__Given instruction__. Go through the entries below and write each one out exactly.

Records from a data collection:
********************
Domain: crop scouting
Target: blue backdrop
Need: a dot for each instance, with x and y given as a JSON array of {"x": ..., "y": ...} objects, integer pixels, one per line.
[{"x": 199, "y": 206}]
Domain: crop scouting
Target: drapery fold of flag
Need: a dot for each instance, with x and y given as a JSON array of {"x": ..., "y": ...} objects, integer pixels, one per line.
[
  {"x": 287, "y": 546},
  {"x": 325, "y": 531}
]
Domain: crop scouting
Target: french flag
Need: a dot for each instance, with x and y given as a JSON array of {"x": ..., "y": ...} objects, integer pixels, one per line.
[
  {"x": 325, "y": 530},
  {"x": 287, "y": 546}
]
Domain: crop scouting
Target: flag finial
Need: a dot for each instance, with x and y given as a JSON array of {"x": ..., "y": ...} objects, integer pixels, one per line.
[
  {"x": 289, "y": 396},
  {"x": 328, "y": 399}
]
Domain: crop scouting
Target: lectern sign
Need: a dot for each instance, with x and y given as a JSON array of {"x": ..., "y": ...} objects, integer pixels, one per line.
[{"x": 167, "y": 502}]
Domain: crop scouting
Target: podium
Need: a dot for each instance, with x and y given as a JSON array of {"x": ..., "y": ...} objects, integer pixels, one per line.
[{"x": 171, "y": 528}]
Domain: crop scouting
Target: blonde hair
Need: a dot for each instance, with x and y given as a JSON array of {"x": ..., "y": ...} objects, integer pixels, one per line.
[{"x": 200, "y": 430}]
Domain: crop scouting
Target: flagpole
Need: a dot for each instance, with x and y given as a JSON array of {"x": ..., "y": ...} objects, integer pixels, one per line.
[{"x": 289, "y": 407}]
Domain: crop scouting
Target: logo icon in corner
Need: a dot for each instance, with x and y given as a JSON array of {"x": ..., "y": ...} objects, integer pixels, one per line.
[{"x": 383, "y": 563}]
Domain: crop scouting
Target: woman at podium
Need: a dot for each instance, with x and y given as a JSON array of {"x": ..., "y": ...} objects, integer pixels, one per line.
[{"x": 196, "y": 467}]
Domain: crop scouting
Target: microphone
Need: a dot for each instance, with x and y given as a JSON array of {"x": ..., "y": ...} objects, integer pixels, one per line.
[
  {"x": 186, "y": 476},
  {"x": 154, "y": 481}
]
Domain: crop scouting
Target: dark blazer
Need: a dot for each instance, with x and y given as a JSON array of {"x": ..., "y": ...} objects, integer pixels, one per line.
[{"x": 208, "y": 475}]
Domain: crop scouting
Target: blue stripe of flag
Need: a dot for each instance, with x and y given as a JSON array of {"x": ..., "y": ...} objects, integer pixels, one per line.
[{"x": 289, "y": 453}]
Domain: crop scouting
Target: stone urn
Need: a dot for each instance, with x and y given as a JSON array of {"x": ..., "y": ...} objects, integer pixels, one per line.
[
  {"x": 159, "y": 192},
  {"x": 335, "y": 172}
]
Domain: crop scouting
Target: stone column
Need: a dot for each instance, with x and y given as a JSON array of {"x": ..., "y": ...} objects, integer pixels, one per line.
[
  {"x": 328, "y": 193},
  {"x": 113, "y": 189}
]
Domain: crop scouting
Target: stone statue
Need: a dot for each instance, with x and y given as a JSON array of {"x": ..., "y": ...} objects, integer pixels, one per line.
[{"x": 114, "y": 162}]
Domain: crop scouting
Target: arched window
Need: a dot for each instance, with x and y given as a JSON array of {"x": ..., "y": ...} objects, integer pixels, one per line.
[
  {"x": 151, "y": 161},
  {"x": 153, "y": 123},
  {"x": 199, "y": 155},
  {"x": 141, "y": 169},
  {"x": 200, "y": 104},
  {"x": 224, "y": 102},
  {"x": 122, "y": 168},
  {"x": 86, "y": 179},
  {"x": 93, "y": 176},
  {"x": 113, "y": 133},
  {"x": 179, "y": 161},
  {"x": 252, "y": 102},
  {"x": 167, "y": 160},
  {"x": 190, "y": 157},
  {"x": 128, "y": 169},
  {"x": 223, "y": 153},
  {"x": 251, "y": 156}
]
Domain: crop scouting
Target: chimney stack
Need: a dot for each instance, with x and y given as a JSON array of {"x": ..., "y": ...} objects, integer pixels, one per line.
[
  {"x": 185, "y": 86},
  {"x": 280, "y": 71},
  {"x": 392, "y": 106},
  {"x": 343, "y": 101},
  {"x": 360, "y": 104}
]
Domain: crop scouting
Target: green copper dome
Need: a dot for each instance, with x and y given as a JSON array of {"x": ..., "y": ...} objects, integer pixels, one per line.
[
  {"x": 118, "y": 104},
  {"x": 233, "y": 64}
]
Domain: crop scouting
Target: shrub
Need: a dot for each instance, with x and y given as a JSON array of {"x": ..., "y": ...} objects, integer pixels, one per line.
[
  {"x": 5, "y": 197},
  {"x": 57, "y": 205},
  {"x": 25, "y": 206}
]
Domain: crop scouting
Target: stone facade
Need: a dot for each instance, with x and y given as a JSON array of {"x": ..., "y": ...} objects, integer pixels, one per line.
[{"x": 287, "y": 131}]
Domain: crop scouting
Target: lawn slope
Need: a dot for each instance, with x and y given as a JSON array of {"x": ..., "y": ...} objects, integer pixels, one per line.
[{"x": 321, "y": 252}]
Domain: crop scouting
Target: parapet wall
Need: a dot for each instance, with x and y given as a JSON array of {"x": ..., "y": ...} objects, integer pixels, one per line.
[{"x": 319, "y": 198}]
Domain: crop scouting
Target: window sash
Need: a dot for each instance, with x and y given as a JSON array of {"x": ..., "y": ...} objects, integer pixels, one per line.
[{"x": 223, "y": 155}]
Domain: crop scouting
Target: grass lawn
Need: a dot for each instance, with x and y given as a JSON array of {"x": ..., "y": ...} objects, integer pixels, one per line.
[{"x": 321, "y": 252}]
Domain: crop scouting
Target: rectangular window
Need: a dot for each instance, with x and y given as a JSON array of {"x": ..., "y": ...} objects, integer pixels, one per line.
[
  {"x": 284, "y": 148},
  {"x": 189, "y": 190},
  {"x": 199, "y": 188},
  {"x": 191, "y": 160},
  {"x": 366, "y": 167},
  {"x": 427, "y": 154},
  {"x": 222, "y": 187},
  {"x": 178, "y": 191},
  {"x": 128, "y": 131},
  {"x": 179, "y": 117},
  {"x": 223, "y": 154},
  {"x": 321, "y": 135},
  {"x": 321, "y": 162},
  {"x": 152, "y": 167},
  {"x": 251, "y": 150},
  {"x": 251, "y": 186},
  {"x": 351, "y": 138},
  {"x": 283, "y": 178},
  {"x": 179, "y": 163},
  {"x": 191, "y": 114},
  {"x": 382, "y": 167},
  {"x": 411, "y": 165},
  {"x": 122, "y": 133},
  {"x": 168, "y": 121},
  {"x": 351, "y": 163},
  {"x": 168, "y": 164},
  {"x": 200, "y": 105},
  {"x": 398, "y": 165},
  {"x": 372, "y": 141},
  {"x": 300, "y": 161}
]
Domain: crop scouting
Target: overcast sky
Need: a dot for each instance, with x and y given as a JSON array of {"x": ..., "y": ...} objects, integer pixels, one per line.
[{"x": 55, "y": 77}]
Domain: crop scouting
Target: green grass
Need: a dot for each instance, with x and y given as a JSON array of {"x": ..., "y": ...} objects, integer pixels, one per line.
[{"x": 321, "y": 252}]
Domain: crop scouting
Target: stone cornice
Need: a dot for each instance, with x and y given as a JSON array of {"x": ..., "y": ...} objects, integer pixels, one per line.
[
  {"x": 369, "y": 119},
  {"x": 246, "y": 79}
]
********************
__Written response__.
Domain: crop scouting
Target: blue backdrop
Need: a dot for each instance, with x and y given as a JSON array of {"x": ..., "y": ...} objects, integer pixels, one per line.
[{"x": 199, "y": 206}]
Domain: crop scouting
Target: drapery fold of flag
Need: a dot for each instance, with x and y given as a JSON array of {"x": ..., "y": ...} objects, integer pixels, one per line.
[
  {"x": 287, "y": 546},
  {"x": 325, "y": 531}
]
Domain: crop scouting
Target: french flag
Need: a dot for each instance, with x and y given as a JSON array of {"x": ..., "y": ...} objects, integer pixels, one per line.
[
  {"x": 325, "y": 530},
  {"x": 287, "y": 546}
]
Domain: crop scouting
Target: flag finial
Need: a dot for each instance, with x and y given as a JSON array of {"x": ..., "y": ...} objects, integer pixels, one per line.
[
  {"x": 289, "y": 396},
  {"x": 328, "y": 399}
]
Domain: crop scouting
Target: lectern sign
Need: a dot for each instance, with x and y given as a JSON array of {"x": ..., "y": ...} objects, integer pixels, one per line.
[{"x": 167, "y": 502}]
Domain: crop scouting
Target: podium
Need: a dot for each instance, with x and y given as a JSON array of {"x": ..., "y": ...} objects, integer pixels, one per line.
[{"x": 171, "y": 528}]
Domain: crop scouting
Target: blonde hair
Need: a dot for each instance, with x and y given as a JSON array of {"x": ..., "y": ...} objects, integer pixels, one per line.
[{"x": 200, "y": 430}]
Domain: crop scouting
Target: flagpole
Need: a dot for each instance, with x and y given as a JSON array of {"x": ..., "y": ...} objects, integer pixels, one per line.
[{"x": 289, "y": 407}]
Domain: crop scouting
Target: logo icon in corner
Need: a dot for each instance, with x and y given as a JSON array of {"x": ..., "y": ...} objects, integer pixels, one per line.
[{"x": 383, "y": 563}]
Domain: crop scouting
Target: woman at podium
Need: a dot for each instance, with x and y given as a JSON array of {"x": ..., "y": ...} objects, integer pixels, one per line.
[{"x": 196, "y": 467}]
Domain: crop scouting
Target: microphone
Need: a dot for each instance, with x and y given as a JSON array of {"x": ..., "y": ...} objects, integer pixels, one per line.
[
  {"x": 186, "y": 476},
  {"x": 154, "y": 481}
]
Domain: crop scouting
Target: dark blazer
Need: a dot for each instance, with x and y given as a JSON array of {"x": ..., "y": ...} objects, integer pixels, one per line.
[{"x": 208, "y": 475}]
Domain: crop scouting
Target: blue stripe of flag
Need: a dot for each instance, with x and y given as a JSON array of {"x": ..., "y": ...} objects, integer pixels, one per line.
[{"x": 289, "y": 453}]
Domain: crop scouting
Target: stone urn
Need: a dot for each instance, with x and y given as a JSON array of {"x": ..., "y": ...} objects, integer pixels, one per line.
[
  {"x": 159, "y": 192},
  {"x": 335, "y": 172}
]
Domain: crop scouting
Target: stone column
Need: a dot for each instance, with x and y given as a JSON array of {"x": ..., "y": ...} objects, integer pixels, one per line.
[
  {"x": 328, "y": 193},
  {"x": 113, "y": 189}
]
Domain: crop scouting
Target: stone statue
Need: a dot for each instance, with x and y given as a JSON array of {"x": ..., "y": ...} objects, integer pixels, one per line.
[{"x": 114, "y": 162}]
Domain: crop scouting
Target: arched window
Need: a dot for each instance, with x and y given as a JSON array of {"x": ..., "y": ...} objects, integer pixels, one per line.
[
  {"x": 151, "y": 161},
  {"x": 153, "y": 123},
  {"x": 199, "y": 155},
  {"x": 141, "y": 169},
  {"x": 200, "y": 104},
  {"x": 224, "y": 102},
  {"x": 122, "y": 168},
  {"x": 86, "y": 179},
  {"x": 93, "y": 176},
  {"x": 113, "y": 133},
  {"x": 179, "y": 161},
  {"x": 252, "y": 102},
  {"x": 167, "y": 160},
  {"x": 190, "y": 157},
  {"x": 128, "y": 169},
  {"x": 223, "y": 153},
  {"x": 251, "y": 156}
]
Domain: crop scouting
Target: chimney stack
Need: a dot for each instance, with x and y given as a JSON array of {"x": ..., "y": ...} objects, integer pixels, one per line.
[
  {"x": 185, "y": 86},
  {"x": 280, "y": 71},
  {"x": 392, "y": 106},
  {"x": 343, "y": 101},
  {"x": 360, "y": 104}
]
Domain: crop scouting
Target: green copper dome
Need: a dot for each instance, with x and y given as a JSON array of {"x": ..., "y": ...} objects, integer pixels, one per line.
[
  {"x": 118, "y": 104},
  {"x": 233, "y": 64}
]
Domain: crop scouting
Target: shrub
Need: a dot for each instance, with x and y given as a JSON array of {"x": ..., "y": ...} objects, integer pixels, one per line.
[
  {"x": 5, "y": 197},
  {"x": 57, "y": 205},
  {"x": 25, "y": 206}
]
Domain: crop scouting
Target: stone facade
Need: a dot for each instance, with x and y given as a JSON array of {"x": ..., "y": ...} objects, integer pixels, one per line.
[{"x": 287, "y": 131}]
Domain: crop scouting
Target: lawn slope
Need: a dot for each instance, with x and y given as a JSON array of {"x": ..., "y": ...} objects, integer pixels, one per line.
[{"x": 321, "y": 252}]
Domain: crop scouting
Target: parapet wall
Need: a dot for each instance, with x and y given as a JSON array of {"x": ..., "y": ...} objects, integer pixels, one per line.
[{"x": 319, "y": 198}]
Domain: crop scouting
Target: window sash
Need: a dot for each instance, with x and y given as a JSON array of {"x": ..., "y": ...} objects, integer pixels, one per line.
[{"x": 223, "y": 155}]
Domain: crop scouting
Target: grass lawn
Need: a dot for each instance, with x and y given as a JSON array of {"x": ..., "y": ...} objects, integer pixels, one per line.
[{"x": 321, "y": 252}]
Domain: crop scouting
Target: rectangular window
Need: a dot for each instance, with x and y given as a JSON array of {"x": ..., "y": ...} objects, integer pixels, one per line.
[
  {"x": 284, "y": 148},
  {"x": 189, "y": 190},
  {"x": 199, "y": 188},
  {"x": 191, "y": 160},
  {"x": 366, "y": 167},
  {"x": 427, "y": 154},
  {"x": 222, "y": 187},
  {"x": 178, "y": 191},
  {"x": 128, "y": 131},
  {"x": 179, "y": 117},
  {"x": 223, "y": 154},
  {"x": 321, "y": 135},
  {"x": 321, "y": 162},
  {"x": 152, "y": 167},
  {"x": 251, "y": 150},
  {"x": 251, "y": 186},
  {"x": 351, "y": 138},
  {"x": 283, "y": 178},
  {"x": 179, "y": 163},
  {"x": 191, "y": 114},
  {"x": 382, "y": 167},
  {"x": 411, "y": 165},
  {"x": 122, "y": 133},
  {"x": 168, "y": 121},
  {"x": 351, "y": 163},
  {"x": 168, "y": 164},
  {"x": 200, "y": 105},
  {"x": 398, "y": 165},
  {"x": 372, "y": 141},
  {"x": 300, "y": 161}
]
Domain: crop scouting
Target: overcast sky
Need: a dot for each instance, with x and y given as a JSON array of {"x": ..., "y": ...} objects, integer pixels, one per line.
[{"x": 55, "y": 77}]
Domain: crop scouting
Target: green grass
Need: a dot for each instance, with x and y given as a JSON array of {"x": ..., "y": ...} objects, integer pixels, one per line.
[{"x": 321, "y": 252}]
Domain: crop scouting
Target: stone cornice
Need: a dot for each instance, with x and y given as a JSON array of {"x": ..., "y": ...} objects, integer pixels, one per line.
[
  {"x": 369, "y": 119},
  {"x": 246, "y": 79}
]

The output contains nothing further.